#### [SOURCE DOCUMENT]
Everybody Gets One: Laurence Stallings was a journalist who served with the Marines in France during World War I. After the war, Stallings co-wrote the war play “What Price Glory” with Maxwell Anderson, and the play’s Broadway success allowed Stallings to write full-time, focusing primarily on his wartime experience. Shortly afterwards director King Vidor and producer Irving Thalberg of MGM approached Stallings about the film rights to “What Price Glory”, which had already been snatched up by Fox (and made into a movie there in 1926). Undeterred, Vidor and Thalberg commissioned Stallings to write another WWI screenplay, and the result was “The Big Parade”. Side note: Some sources say that “Big Parade” is an adaptation of Stallings’ 1924 autobiography “Plumes”, but I couldn’t find any official source that could corroborate that claim.

Title Track: According to the intertitles, the “big parade” is the march of soldiers off to war. “Men! Guns! Men! Men! Guns!”

Wow, That’s Dated: Mostly all of the WWI references sprinkled throughout, including a shoutout to General John “Black Jack” Pershing, as well as about 900 verses of “You’re in the Army Now“.

#### [TASK TO COMPLETE]
Set down the passage of the notes on "The Big Parade" verbatim, from "Everybody Gets One: Laurence" up to and including "corroborate that claim.".

#### [DATASET RECORDS]
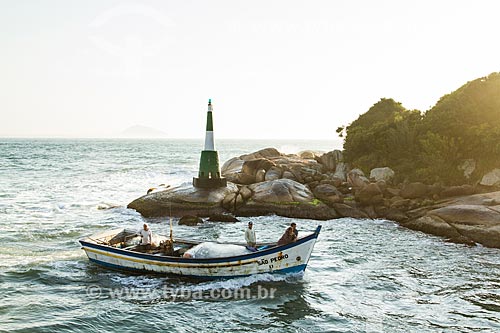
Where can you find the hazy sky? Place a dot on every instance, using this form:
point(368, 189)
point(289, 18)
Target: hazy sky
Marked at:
point(274, 69)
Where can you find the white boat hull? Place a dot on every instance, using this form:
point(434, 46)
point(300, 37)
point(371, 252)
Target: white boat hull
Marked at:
point(289, 258)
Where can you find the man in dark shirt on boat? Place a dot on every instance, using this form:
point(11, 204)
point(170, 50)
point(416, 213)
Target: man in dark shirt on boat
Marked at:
point(146, 238)
point(290, 235)
point(250, 237)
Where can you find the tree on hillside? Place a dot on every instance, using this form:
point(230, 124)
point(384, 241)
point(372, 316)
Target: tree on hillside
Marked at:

#### [RESPONSE TO THIS EXERCISE]
Everybody Gets One: Laurence Stallings was a journalist who served with the Marines in France during World War I. After the war, Stallings co-wrote the war play “What Price Glory” with Maxwell Anderson, and the play’s Broadway success allowed Stallings to write full-time, focusing primarily on his wartime experience. Shortly afterwards director King Vidor and producer Irving Thalberg of MGM approached Stallings about the film rights to “What Price Glory”, which had already been snatched up by Fox (and made into a movie there in 1926). Undeterred, Vidor and Thalberg commissioned Stallings to write another WWI screenplay, and the result was “The Big Parade”. Side note: Some sources say that “Big Parade” is an adaptation of Stallings’ 1924 autobiography “Plumes”, but I couldn’t find any official source that could corroborate that claim.